TASK GOAL
Locate the line containing "The component shall mark a point on the arched" in the material below. Copy that line and all following lines through the end exactly, omitting any pictures.

________________

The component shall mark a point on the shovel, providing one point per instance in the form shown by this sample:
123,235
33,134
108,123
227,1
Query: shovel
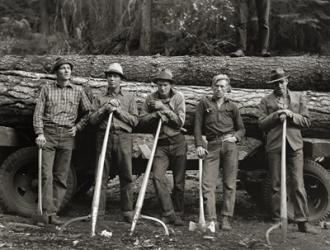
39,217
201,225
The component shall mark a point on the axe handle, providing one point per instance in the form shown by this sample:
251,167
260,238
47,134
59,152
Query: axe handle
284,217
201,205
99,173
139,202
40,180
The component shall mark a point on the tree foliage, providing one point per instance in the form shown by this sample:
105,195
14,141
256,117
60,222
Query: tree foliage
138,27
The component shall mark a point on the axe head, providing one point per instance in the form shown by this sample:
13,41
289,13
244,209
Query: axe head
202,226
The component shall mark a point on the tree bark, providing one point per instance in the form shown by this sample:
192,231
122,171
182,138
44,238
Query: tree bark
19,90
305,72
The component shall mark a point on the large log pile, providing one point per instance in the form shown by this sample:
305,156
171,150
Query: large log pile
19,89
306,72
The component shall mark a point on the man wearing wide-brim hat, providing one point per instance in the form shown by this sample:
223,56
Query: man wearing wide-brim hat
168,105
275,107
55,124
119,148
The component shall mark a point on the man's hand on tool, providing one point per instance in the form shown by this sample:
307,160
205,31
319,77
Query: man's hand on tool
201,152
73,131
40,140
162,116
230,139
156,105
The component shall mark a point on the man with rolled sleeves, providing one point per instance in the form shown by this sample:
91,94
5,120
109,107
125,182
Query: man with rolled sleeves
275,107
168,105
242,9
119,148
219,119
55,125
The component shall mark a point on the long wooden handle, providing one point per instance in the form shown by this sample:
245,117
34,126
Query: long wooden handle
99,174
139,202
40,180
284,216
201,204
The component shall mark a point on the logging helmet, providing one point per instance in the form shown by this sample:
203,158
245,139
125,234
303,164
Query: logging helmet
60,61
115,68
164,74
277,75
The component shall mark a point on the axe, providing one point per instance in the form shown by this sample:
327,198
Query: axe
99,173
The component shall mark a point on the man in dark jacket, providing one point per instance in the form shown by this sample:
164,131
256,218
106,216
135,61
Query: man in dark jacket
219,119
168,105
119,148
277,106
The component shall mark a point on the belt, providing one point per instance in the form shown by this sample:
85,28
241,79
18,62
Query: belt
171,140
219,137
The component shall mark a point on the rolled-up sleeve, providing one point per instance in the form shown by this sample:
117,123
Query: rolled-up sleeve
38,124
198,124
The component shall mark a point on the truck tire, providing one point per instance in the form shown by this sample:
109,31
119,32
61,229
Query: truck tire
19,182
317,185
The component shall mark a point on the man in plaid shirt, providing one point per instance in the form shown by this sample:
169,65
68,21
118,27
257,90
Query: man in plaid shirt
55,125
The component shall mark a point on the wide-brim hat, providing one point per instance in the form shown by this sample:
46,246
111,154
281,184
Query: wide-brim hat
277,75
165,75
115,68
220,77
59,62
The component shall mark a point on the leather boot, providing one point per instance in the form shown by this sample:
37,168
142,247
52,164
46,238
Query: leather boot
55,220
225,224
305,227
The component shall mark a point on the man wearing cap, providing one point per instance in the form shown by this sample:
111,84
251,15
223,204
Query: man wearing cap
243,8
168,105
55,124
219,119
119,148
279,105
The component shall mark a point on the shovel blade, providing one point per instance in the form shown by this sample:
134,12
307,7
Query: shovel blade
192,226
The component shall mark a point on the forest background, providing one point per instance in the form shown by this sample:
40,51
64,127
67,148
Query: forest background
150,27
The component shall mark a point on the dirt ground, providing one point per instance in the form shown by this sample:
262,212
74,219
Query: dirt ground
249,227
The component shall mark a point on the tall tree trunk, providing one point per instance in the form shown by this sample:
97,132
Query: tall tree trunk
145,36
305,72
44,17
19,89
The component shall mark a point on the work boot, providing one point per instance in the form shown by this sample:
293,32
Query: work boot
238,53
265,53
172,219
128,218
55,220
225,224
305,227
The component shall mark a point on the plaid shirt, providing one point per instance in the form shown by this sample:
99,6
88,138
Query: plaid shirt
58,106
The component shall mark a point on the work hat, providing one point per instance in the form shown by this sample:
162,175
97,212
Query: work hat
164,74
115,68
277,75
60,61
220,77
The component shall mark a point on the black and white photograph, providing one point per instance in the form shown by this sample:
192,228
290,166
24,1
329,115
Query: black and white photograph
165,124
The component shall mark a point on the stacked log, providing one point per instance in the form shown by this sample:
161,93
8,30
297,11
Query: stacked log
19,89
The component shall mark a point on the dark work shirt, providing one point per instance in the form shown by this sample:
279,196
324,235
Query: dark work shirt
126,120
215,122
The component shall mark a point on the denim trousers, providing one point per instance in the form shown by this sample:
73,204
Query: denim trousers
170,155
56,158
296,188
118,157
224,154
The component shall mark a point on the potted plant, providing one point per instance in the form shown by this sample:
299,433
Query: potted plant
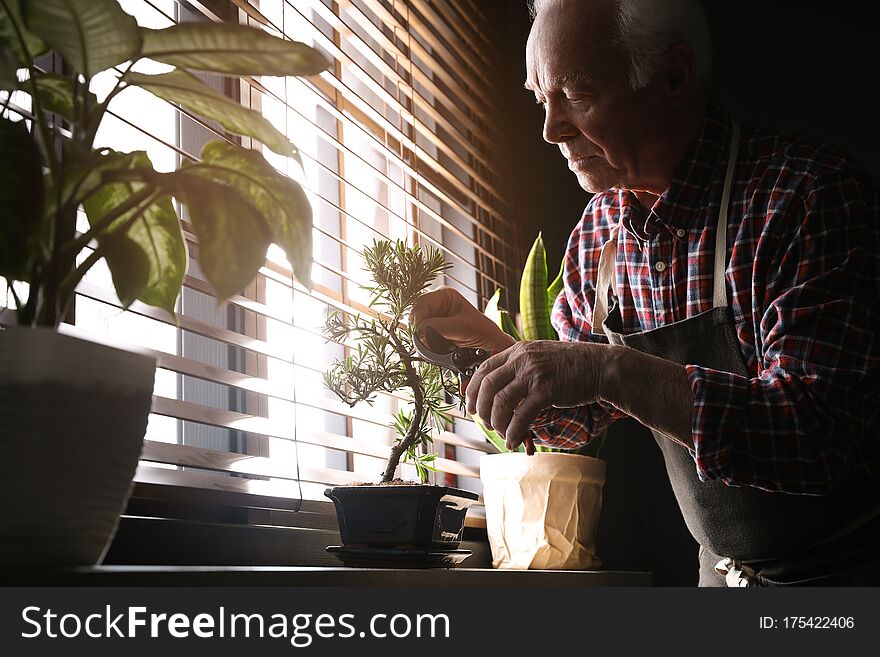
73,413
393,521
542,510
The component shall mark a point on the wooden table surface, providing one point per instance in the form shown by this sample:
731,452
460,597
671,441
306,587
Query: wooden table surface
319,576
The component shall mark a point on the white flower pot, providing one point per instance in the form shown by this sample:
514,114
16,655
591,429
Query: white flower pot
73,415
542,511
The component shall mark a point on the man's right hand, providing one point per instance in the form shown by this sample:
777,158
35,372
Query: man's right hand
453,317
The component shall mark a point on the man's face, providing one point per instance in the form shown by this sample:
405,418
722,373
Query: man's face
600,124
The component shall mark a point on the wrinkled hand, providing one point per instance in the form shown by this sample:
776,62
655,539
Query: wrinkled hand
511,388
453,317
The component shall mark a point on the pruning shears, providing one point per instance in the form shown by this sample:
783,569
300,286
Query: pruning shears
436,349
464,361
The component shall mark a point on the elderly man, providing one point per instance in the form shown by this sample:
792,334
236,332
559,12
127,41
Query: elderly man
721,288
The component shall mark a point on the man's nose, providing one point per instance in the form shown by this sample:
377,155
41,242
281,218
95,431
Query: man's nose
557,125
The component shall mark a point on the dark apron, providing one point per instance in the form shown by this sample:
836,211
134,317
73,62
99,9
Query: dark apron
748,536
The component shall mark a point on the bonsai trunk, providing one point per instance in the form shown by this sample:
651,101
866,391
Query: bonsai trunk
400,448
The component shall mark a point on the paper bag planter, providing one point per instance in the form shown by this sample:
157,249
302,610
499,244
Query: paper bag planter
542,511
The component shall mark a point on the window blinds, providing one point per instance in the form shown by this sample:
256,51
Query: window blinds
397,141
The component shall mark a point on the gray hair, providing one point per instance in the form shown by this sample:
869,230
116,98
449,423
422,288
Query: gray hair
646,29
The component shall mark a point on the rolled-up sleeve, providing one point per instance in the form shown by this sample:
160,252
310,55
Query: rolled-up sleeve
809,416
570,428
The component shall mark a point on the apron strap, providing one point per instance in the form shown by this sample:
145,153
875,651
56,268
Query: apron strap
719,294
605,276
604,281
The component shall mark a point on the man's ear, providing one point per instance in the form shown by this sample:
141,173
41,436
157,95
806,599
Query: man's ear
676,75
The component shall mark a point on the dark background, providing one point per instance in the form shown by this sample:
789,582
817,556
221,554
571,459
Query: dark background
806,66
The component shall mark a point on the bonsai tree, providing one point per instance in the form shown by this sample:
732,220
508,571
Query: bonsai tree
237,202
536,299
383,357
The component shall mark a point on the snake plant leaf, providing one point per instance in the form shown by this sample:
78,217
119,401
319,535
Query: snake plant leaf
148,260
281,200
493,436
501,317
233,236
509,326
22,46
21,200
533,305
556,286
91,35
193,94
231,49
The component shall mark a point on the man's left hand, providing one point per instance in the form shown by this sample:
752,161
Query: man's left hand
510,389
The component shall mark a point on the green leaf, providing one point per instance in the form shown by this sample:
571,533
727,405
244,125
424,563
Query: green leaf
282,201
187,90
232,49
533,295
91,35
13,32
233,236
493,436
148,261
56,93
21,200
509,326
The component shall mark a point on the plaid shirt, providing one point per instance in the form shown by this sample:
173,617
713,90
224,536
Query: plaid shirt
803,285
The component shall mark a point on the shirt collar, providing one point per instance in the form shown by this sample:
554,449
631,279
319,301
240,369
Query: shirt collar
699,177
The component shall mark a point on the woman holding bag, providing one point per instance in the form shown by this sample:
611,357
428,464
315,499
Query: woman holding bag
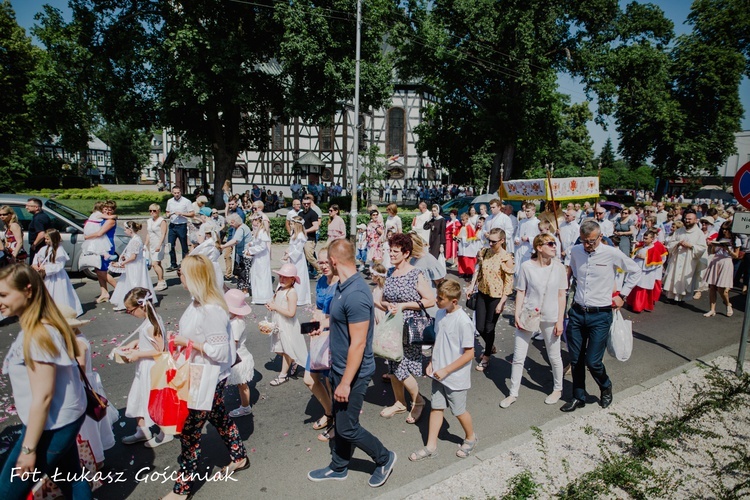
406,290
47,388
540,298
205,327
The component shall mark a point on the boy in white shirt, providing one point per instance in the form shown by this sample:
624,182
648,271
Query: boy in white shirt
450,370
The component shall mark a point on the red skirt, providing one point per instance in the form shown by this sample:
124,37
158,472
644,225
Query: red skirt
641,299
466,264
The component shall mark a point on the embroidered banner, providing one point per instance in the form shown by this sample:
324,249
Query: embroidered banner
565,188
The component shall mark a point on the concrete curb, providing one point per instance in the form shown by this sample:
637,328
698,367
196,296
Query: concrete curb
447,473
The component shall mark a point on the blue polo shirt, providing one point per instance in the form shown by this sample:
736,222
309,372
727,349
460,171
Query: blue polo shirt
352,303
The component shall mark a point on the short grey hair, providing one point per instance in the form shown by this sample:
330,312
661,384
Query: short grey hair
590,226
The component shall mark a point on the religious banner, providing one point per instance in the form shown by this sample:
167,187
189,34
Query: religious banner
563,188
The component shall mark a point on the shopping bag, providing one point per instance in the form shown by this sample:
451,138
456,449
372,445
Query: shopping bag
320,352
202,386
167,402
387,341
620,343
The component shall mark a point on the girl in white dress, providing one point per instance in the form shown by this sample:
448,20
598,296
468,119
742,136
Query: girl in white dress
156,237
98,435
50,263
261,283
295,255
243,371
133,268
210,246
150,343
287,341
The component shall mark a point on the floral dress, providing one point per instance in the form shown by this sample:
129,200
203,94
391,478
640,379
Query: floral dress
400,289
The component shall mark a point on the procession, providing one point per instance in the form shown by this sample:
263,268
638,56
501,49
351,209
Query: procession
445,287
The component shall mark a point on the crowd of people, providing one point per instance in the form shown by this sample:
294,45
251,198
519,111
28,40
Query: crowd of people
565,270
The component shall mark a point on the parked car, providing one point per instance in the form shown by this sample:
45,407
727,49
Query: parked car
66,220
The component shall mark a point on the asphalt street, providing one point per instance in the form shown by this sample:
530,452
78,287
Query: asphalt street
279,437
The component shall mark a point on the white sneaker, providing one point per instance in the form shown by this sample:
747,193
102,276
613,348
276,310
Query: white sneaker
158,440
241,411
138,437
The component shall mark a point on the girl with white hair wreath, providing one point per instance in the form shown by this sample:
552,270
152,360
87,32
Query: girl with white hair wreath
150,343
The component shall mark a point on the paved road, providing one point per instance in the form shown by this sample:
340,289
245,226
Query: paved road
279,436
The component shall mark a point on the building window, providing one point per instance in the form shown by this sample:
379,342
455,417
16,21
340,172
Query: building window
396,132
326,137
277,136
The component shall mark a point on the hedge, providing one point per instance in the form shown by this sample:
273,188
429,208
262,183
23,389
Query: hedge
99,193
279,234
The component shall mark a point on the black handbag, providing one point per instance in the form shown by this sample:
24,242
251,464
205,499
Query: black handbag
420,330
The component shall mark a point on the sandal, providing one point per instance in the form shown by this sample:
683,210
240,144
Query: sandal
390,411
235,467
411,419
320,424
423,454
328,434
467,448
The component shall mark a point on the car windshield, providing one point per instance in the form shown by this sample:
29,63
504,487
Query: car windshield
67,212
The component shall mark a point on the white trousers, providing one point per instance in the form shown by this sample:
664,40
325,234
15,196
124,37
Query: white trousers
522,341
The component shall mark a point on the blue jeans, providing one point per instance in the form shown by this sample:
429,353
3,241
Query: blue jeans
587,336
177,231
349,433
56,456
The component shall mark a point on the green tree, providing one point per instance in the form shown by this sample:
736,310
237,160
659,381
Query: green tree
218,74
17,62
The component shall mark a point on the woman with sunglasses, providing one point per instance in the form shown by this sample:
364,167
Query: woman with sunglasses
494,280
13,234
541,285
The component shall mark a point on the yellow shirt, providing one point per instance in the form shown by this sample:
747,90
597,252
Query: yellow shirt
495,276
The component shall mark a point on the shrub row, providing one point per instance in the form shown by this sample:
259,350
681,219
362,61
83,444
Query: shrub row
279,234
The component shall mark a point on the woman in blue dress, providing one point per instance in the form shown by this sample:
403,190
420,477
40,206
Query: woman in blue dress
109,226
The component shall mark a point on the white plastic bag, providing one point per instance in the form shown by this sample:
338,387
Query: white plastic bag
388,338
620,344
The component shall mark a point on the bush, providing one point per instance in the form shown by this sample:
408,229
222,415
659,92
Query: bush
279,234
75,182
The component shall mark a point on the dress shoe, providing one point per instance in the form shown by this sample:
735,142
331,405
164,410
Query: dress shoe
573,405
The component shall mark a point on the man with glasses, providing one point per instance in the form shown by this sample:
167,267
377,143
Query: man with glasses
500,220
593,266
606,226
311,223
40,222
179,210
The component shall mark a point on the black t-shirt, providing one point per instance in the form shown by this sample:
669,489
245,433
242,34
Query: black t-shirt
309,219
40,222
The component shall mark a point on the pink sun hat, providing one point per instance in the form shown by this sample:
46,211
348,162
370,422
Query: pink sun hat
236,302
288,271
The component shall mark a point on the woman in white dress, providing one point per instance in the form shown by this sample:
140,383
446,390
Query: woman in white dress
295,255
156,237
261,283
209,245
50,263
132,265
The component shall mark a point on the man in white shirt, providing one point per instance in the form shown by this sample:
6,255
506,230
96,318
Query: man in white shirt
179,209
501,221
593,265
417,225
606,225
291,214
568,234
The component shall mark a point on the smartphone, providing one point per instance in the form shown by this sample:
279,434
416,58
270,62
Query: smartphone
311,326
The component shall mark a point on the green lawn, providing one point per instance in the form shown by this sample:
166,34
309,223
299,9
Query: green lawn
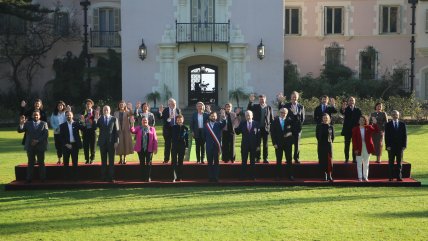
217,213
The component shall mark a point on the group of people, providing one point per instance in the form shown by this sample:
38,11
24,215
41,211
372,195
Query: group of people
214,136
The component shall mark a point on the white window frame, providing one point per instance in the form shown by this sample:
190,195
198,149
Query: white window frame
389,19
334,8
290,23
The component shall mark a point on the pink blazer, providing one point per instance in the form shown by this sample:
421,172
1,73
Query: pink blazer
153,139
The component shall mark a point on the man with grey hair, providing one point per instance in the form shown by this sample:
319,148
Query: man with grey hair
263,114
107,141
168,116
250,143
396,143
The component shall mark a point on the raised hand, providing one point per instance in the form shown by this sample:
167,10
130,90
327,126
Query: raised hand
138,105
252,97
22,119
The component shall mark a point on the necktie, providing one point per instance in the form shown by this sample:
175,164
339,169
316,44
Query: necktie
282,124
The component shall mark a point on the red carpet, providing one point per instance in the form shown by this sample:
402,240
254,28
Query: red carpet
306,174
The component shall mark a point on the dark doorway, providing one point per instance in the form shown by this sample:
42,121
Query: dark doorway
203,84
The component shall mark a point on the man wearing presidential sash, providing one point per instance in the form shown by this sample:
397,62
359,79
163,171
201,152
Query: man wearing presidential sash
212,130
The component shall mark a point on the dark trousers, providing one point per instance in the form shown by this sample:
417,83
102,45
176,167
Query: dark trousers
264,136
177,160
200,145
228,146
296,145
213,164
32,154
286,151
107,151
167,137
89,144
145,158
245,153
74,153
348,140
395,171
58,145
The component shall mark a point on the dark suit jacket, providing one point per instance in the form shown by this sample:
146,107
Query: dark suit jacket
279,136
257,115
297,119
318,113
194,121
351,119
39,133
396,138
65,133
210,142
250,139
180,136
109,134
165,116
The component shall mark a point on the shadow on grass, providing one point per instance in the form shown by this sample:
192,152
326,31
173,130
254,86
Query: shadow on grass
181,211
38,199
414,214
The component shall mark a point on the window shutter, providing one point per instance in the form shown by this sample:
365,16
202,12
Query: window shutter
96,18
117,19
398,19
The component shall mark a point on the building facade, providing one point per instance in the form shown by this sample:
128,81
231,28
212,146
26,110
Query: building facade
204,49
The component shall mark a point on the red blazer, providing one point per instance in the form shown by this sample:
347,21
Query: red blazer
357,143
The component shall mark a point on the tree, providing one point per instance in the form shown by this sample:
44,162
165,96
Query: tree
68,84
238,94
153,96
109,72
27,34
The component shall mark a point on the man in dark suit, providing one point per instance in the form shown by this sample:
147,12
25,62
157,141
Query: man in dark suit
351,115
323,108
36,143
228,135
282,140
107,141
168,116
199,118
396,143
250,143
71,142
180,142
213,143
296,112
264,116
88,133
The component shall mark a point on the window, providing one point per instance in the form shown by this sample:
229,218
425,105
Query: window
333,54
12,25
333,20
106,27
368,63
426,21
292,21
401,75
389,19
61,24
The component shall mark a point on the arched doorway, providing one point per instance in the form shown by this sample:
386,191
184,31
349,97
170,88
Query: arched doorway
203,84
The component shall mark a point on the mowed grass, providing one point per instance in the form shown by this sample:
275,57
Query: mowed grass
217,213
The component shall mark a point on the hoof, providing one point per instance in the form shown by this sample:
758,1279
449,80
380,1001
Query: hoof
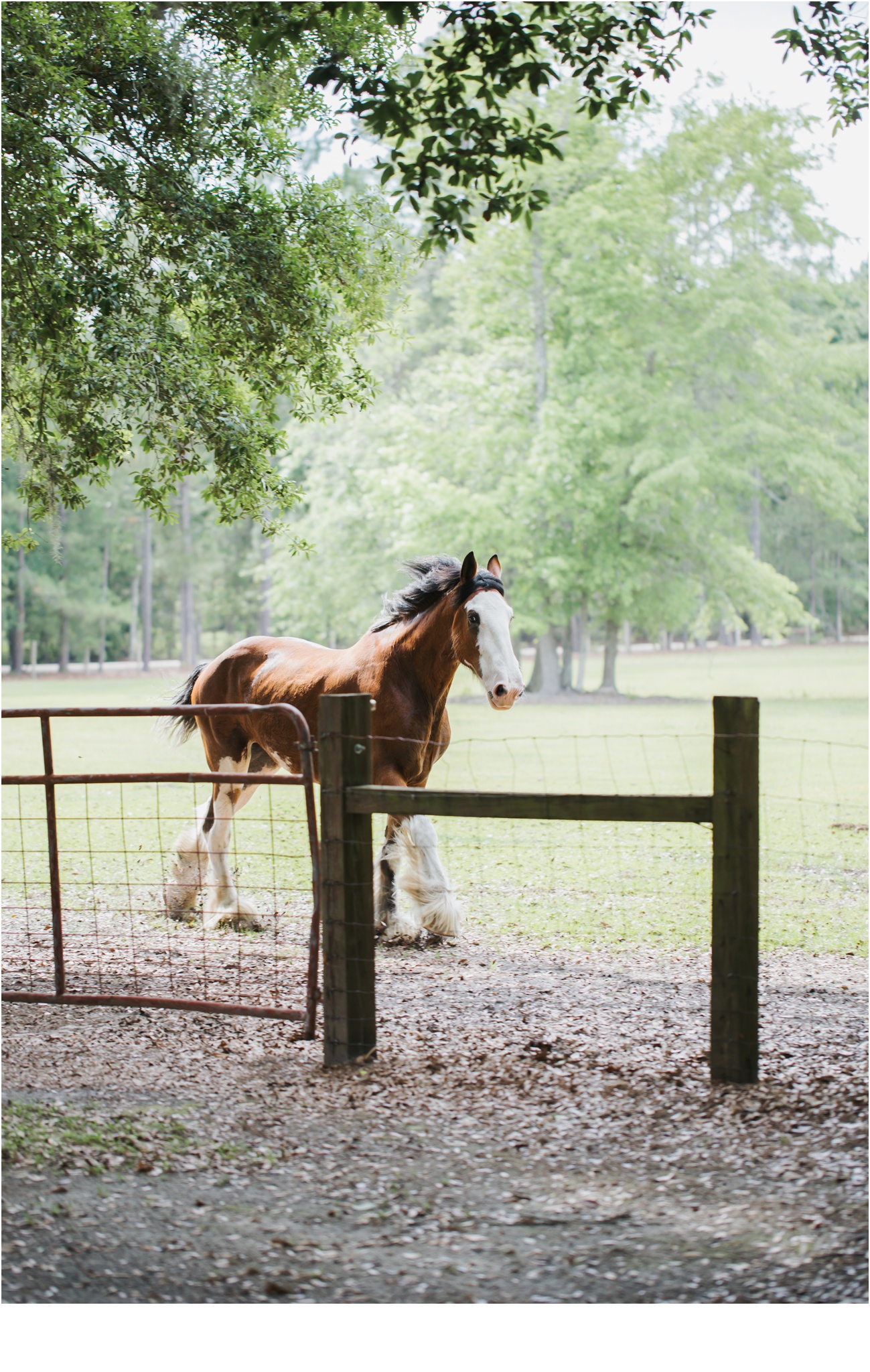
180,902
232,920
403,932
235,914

________________

CORRECT RESULT
The component shall mark a point on the arched doorway, providing one point per instance in the form shown by this sample:
386,191
184,31
349,97
170,88
Query: arched doorway
203,84
The component shall mark a point on the mowed grass, providing one point per instance in the form shown by this sample:
275,57
Query: mowed grass
217,213
The component shall mark a point on the hoof, providing one point per instance in the form shown by this sample:
758,1279
449,80
380,1001
Query: hoof
180,902
232,920
403,932
235,914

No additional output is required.